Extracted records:
* start *
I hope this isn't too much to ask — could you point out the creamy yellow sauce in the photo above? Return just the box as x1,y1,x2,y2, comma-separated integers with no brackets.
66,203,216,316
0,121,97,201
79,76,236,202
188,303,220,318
* end *
• YOUR GOAL:
Rewrite every line of the material above as a numbered list, leaving out any blank lines.

• CORRECT RESPONSE:
1. I hope this isn't too much to ask — could you point out the creamy yellow sauce in the photo above? Return just the box as x1,y1,x2,y2, comma-separated integers with no brackets.
2. 66,203,216,316
3. 0,121,97,201
4. 79,76,236,202
5. 188,303,220,318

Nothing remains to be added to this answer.